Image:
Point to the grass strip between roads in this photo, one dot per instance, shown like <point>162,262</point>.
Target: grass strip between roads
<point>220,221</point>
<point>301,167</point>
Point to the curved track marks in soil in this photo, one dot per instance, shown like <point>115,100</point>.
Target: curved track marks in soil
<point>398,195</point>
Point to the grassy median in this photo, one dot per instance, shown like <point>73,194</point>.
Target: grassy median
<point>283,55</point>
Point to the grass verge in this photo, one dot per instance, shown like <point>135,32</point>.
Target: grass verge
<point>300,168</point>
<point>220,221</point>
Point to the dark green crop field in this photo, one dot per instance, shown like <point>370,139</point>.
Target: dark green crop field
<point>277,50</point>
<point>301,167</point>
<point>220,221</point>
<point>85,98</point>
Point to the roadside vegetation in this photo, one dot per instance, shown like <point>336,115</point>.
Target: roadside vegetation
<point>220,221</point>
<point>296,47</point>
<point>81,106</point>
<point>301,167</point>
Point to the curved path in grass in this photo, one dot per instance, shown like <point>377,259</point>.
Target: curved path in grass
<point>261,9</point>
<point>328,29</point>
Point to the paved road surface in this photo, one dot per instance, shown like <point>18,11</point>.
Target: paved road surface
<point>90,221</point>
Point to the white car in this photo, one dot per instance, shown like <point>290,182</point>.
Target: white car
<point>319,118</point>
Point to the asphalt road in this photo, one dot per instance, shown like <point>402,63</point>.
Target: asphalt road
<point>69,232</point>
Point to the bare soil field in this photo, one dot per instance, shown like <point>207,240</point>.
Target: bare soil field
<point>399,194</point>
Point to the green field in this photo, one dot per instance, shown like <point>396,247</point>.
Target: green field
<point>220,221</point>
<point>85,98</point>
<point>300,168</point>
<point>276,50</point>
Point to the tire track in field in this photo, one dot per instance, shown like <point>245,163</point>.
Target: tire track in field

= = = =

Problem. Quote exactly the lines running from the start of the listing above through the line where "Point to the grassy" is found, and output no other lines.

Solution to the exercise.
Image:
Point to the grass strip between roads in this photo, one dot per instance, shown like <point>162,262</point>.
Target: grass strip between roads
<point>220,221</point>
<point>301,167</point>
Point to the curved track marks in soil in this photo, one dot per instance, shown like <point>115,100</point>.
Target: curved track marks in soil
<point>398,195</point>
Point to the grassy median in this photo, one dot per instance, shown like <point>73,194</point>.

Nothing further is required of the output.